## Work request 1
In the announcement of Dorothy Roberts's MacArthur Fellowship, which two University of Pennsylvania schools hold her appointments?
## Work request 2
For each statement, say whether it agrees with the announcement of Dorothy Roberts's MacArthur Fellowship, and quote the words that decide it. (a) Roberts is the founding director of the Program on Race, Science and Society. (b) MacArthur Fellows must file regular reports on their activities. (c) Fellows are nominated publicly by the foundation's own board.
Source extract START
Dorothy Roberts, a Penn Integrates Knowledge University Professor, has been named a 2024 MacArthur Fellow by the John D. and Catherine T. MacArthur Foundation. Roberts is the George A. Weiss Professor of Law and Sociology and the Raymond Pace & Sadie Tanner Mossell Alexander Professor of Civil Rights, and professor of Africana studies. She is also the founding director of the Program on Race, Science and Society. Roberts has appointments in the University of Pennsylvania Carey Law School and the School of Arts & Sciences.
“The transformative scholarship of Dorothy Roberts focuses on some of the most pressing issues facing our society, addressing issues of inequality, social justice, and race,” says Interim President J. Larry Jameson. “As a scholar, award-winning author, and now MacArthur Fellow, she exemplifies Penn’s commitment to impactful, interdisciplinary, creative pursuits.”
The Fellowship is designed to provide recipients with the flexibility to pursue their own artistic, intellectual, and professional activities in the absence of specific obligations or reporting requirements. Fellows are nominated anonymously by leaders in their respective fields and are considered by an anonymous selection committee.
Source extract END
Dataset records START
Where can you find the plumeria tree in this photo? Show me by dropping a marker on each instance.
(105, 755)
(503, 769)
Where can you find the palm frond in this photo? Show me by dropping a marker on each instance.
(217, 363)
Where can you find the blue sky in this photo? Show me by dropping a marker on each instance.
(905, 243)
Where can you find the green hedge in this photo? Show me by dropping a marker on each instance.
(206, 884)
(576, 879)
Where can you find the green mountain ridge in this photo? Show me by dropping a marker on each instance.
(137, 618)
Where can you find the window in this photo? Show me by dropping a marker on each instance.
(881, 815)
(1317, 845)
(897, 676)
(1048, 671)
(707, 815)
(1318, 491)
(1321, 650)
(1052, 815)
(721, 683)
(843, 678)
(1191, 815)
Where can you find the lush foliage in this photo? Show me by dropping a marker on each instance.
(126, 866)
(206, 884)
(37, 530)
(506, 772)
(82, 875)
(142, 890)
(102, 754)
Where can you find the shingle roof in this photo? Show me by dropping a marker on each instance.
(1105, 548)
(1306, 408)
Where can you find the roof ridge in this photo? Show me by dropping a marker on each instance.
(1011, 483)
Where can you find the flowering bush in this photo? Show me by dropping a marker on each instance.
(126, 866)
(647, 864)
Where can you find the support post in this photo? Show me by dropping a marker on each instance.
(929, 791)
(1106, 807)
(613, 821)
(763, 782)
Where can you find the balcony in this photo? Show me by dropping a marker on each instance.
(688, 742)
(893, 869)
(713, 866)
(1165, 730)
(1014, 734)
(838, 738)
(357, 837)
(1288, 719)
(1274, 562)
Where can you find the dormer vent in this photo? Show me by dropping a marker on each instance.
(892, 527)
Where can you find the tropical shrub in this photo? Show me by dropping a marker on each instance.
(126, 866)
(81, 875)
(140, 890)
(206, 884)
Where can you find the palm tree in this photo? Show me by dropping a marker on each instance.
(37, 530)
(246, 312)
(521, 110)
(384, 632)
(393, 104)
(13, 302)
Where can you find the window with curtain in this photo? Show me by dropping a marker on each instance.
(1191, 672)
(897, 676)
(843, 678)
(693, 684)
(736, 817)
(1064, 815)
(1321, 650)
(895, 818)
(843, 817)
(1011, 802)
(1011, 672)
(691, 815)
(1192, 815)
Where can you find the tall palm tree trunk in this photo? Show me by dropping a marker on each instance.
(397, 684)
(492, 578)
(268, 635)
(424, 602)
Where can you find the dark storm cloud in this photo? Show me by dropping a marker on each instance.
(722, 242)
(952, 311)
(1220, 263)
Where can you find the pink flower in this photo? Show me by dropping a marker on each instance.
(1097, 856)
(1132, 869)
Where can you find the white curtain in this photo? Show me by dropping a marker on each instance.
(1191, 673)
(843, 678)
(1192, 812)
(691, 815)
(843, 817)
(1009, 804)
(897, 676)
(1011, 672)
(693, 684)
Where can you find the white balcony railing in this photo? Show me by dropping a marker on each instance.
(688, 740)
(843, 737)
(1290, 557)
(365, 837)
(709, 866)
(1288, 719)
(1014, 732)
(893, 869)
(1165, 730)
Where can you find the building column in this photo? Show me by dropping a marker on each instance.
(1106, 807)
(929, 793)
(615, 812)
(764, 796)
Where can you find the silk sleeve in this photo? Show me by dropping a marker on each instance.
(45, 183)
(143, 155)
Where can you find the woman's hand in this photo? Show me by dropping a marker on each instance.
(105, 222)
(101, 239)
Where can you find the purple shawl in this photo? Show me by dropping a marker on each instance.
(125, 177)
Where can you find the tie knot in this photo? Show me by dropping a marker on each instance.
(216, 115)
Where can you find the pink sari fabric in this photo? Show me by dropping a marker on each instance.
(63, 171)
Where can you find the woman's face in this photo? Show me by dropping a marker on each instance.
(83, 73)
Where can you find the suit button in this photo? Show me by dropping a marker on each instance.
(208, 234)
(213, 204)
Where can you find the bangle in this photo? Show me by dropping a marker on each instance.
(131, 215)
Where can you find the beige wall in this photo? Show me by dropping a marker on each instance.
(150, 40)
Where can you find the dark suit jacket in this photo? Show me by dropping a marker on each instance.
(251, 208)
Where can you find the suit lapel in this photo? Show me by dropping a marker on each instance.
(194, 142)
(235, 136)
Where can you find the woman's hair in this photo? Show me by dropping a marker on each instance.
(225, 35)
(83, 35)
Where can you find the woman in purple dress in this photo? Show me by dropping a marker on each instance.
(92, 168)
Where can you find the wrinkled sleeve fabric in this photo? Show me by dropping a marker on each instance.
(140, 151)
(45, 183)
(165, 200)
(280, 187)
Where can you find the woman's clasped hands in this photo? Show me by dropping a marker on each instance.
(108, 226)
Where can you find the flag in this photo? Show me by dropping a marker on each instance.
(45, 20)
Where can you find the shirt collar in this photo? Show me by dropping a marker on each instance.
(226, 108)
Dataset records END
## Solution 1
The University of Pennsylvania Carey Law School and the School of Arts & Sciences.

## Solution 2
(a) Yes: "She is also the founding director of the Program on Race, Science and Society."
(b) No: "in the absence of specific obligations or reporting requirements"
(c) No: "Fellows are nominated anonymously by leaders in their respective fields"